» **What is needed**: Repeat the records word for word.

» **Provided data**:
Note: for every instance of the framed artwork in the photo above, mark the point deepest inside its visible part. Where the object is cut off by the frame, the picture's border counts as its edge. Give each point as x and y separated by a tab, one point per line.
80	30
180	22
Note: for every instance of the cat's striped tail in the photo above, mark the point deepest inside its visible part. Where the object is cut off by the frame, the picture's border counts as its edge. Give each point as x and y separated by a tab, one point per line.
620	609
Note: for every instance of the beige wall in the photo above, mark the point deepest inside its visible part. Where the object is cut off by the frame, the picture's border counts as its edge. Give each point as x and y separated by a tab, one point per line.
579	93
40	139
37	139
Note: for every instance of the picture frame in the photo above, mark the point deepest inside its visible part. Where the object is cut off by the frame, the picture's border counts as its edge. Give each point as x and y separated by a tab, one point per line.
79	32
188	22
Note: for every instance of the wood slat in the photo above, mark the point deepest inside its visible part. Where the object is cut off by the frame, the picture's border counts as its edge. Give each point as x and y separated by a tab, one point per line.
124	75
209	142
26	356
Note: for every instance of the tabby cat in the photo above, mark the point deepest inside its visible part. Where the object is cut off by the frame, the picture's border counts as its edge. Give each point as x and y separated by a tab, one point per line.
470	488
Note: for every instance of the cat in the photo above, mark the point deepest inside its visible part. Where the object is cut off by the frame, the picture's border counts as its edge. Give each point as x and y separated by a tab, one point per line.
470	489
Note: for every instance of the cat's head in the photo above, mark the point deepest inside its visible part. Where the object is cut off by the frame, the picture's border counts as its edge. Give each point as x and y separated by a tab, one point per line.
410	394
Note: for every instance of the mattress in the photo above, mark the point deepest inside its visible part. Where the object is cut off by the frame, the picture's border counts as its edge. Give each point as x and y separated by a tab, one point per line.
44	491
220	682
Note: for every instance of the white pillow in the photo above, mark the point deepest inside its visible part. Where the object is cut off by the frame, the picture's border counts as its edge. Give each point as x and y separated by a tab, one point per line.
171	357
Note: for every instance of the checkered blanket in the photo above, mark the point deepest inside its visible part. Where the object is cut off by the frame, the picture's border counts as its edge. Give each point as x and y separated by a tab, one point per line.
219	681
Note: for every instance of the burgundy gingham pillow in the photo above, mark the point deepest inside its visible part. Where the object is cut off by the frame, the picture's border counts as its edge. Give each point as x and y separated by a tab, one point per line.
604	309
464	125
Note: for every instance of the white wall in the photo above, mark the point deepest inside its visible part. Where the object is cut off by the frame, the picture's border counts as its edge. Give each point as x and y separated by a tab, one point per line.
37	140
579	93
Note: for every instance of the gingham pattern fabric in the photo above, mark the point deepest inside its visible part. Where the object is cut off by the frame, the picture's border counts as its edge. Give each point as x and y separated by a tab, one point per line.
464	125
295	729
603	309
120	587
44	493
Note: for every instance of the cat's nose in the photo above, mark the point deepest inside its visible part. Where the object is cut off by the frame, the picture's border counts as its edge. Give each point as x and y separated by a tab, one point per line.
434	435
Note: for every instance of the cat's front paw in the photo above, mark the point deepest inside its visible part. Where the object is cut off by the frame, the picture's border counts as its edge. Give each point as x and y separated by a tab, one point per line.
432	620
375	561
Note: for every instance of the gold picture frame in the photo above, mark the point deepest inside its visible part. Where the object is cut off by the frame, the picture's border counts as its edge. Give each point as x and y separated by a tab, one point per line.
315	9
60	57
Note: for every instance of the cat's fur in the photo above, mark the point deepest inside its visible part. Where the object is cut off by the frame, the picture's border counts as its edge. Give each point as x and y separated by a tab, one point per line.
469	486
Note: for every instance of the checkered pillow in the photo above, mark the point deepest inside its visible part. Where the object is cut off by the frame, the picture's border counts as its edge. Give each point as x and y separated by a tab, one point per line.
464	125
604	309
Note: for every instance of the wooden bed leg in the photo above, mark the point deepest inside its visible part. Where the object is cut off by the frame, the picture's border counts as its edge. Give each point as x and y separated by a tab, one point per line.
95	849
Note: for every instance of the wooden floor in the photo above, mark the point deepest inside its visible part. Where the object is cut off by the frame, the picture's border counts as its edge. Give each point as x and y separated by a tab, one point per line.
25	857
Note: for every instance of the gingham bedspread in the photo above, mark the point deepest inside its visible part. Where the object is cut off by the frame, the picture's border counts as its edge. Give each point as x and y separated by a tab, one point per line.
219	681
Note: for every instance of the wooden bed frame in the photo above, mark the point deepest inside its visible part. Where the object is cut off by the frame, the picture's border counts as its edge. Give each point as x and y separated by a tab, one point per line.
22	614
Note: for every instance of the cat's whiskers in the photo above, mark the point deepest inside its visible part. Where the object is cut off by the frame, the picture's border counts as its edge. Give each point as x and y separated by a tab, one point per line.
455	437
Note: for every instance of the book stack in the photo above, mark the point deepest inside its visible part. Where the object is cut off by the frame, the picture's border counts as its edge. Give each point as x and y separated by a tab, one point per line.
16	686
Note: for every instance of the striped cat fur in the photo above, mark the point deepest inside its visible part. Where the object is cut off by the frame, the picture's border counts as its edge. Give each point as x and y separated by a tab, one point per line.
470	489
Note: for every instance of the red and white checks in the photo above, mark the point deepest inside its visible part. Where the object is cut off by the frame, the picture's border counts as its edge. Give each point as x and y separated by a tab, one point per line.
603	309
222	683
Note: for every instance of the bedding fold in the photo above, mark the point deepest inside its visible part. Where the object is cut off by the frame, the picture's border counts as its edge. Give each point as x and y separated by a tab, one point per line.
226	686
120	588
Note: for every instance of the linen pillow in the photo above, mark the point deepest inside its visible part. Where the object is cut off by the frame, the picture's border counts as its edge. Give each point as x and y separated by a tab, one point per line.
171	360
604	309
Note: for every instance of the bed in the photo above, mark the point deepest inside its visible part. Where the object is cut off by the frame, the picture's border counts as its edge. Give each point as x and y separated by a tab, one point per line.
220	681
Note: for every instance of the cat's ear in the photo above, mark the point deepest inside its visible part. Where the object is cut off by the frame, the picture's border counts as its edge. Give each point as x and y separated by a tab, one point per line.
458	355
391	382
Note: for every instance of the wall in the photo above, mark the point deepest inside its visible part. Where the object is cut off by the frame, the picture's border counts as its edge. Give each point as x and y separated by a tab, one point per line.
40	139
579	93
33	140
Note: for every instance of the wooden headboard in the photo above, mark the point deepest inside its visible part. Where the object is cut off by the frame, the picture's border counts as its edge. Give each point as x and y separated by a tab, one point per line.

» **Solution to the exercise**:
Note: for every instance of the framed artwork in the photo above, mark the point deepest inside its visible part. Where the object is cut off by the frame, the picture's border counts as its edge. Give each point as x and y separated by a tab, one point per line.
80	30
180	22
Note: for every instance of the cat's striped tail in the photo above, mark the point deepest inside its visible part. Where the object is cut off by the frame, the picture's border counts as its edge. Give each point as x and y separated by a tab, one point per line.
620	609
Note: for every instance of the beige wall in the photo above, mark the point deepest inside its visible part. Where the object is cut off by the frame, the picture's border counts as its edge. Give each point as x and y separated by a tab, one point per line.
579	93
40	139
37	139
Note: for every instance of the picture frame in the photo above, mark the point deepest inside its visible part. Where the object is cut off by the frame, the picture's border counts as its edge. Give each point as x and y separated by a tab, one point per line.
79	32
188	22
Note: for every instance of the wood slat in the photo above, mark the point deepest inside its visible part. Where the object is cut off by the frame, the picture's border counts as its edge. Give each point as x and y separated by a tab, one point per line.
124	75
209	142
26	356
Note: for every instance of the tabby cat in the photo above, mark the point deepest inside its visible part. Where the object is cut off by the frame, the picture's border counts as its edge. Give each point as x and y separated by a tab, one point per line.
470	488
Note: for every instance of the cat in the photo above, mark the point deepest inside its visible part. Where the object is cut off by the frame, the picture's border counts as its edge. Give each point as x and y separated by a tab, one point per line.
470	489
Note: for every instance of the cat's head in the photo above, mark the point deepest inside its visible part. Where the object is cut off by the frame, the picture's border counts as its edge. Give each point as x and y separated by a tab, one point per line.
410	394
Note: for every instance of the mattress in the photo above, mark the point deepest inside its visible part. Where the object is cut off by the frame, the picture's border counts as its edge. Give each point as x and y separated by a tab, one point per line.
44	491
220	682
Note: for every instance of the white pillow in the photo above, mark the point deepest inside its visible part. Where the object is cut off by the frame, the picture's border counts as its edge. Give each point as x and y separated by a tab, one point per line.
171	357
Note: for every instance of the checkered blanket in the photo above, mark the point deepest inside its visible part. Where the object is cut off by the frame, the picture's border counts as its edge. Give each point as x and y separated by a tab, one point per line.
219	681
Note: for every instance of the burgundy gingham pillow in the photo above, mark the point deepest inside its visible part. Where the object is cut off by the frame, the picture's border counts as its edge. Give each point as x and y separated by a tab, one point per line.
604	309
464	125
Note: for every instance of the white wall in the photo above, mark the point deepest inside its visible part. Where the object is cut off by the frame, the picture's border counts as its edge. Give each point as x and y separated by a tab, one point per line.
37	140
579	93
Note: for every instance of the gingham pattern fabric in the photo above, mark the point deepest inside its visible part. Where the object is cut off by the frame, the picture's border counts as its edge. Give each point as x and y separated by a tab, one point per line.
464	125
295	729
603	309
120	587
44	493
Note: for every instance of the cat's nose in the photo above, mark the point deepest inside its visible part. Where the object is cut off by the frame, the picture's border counts as its edge. Give each point as x and y separated by a tab, one point per line.
434	435
Note: for every instance of the cat's front paw in the photo above, mark the point deepest inside its visible part. Where the object is cut off by the frame, the picture's border counts as its edge. Give each point as x and y separated by a tab, one point per line.
432	620
375	561
Note: for every instance of the gold picture frame in the photo above, mark the point deepest inside its visible part. Where the object is cut off by the frame, the picture's border counts as its edge. Give each point as x and y separated by a tab, one point per line.
315	9
60	57
Note: for every instance of the cat's fur in the photo above, mark the point deepest inside its visible part. Where the object is cut off by the frame, the picture's border counts as its edge. Give each point as x and y separated by a tab, one point per line.
469	486
Note: for every instance of the checkered pillow in the photo above, mark the point deepest inside its visible part. Where the object is cut off by the frame, the picture's border counts as its edge. Give each point as x and y separated by a tab, one point per line.
464	125
604	309
Note: for every instance of the wooden bed leg in the photo above, mark the point deepest inside its visible part. Where the object is cut off by the frame, the picture's border counts as its edge. Give each point as x and y separated by a tab, one point per line.
95	849
Note: for every instance of the wooden floor in the photo above, mark the point deepest inside its visible part. Where the object is cut off by the frame, the picture's border counts as its edge. Give each point as x and y separated by a tab, one point per line.
25	857
Note: for every instance of the gingham bedspread in the photo above, mark the point deepest inside its visible part. Where the object is cut off by the frame, the picture's border counts as its edge. Give each point as x and y separated by a tab, one point per line.
219	681
Note: for every instance of the wooden bed frame in the photo above, mark the point deepest inside its visible part. Where the object is cut off by the frame, the picture's border counts as its edge. Give each point as x and y separated by a tab, one point per line.
22	614
Note: for every instance of the cat's whiskers in the photo above, mark the point deepest inside its visible part. Where the object is cut off by the frame, the picture's border counts as its edge. Give each point as x and y separated by a tab, one point per line.
455	437
Note: for every instance of the book stack in the photo above, mark the point deepest inside its visible part. Where the object is cut off by the frame, the picture's border counts as its edge. Give each point as x and y separated by a tab, one point per line.
16	686
Note: for every instance of the striped cat fur in the photo above, mark the point deepest inside its visible part. Where the object is cut off by the frame, the picture's border counts as its edge. Give each point as x and y separated by a tab, one point per line.
470	489
Note: for every instance of the red and white checks in the photo above, mark the point deepest inside its visible part. Where the object is cut off by the frame, the picture's border counts as its edge. Give each point as x and y separated by a tab, one point per line.
603	309
222	683
Note: for every instance of the bedding fold in the photo above, mark the point deepest inside its visible part. Where the object is cut off by the frame, the picture's border counts as its edge. Give each point as x and y separated by a tab, one point per line.
226	686
120	588
Note: for every instance of the linen pillow in the photo above, mark the point deepest inside its visible part. Where the object is cut off by the frame, the picture's border counts as its edge. Give each point as x and y separated by a tab, one point per line.
171	360
604	309
Note: for every instance of the bed in the photo above, mark the point deepest inside its visible part. Where the object is cut off by the frame, the picture's border counts as its edge. Give each point as x and y separated by a tab, one point per line.
220	681
Note: for every instance of the cat's ear in the photo above, mark the point deepest inside its visible part. Where the object is cut off by the frame, the picture's border counts as its edge. Give each point as x and y separated by a tab, one point per line.
458	355
391	382
Note: for every instance of the wall in the photo above, mark the point deepest inside its visible part. Where the object is cut off by the frame, the picture's border counts as its edge. Give each point as x and y separated by a tab, one point per line.
40	139
579	93
33	140
Note: for every instance of the wooden headboard in the photo above, mark the point deepest inside its visible part. Where the object is cut off by the frame, the picture's border counts as its edge. Give each point as x and y separated by a tab, one point per line.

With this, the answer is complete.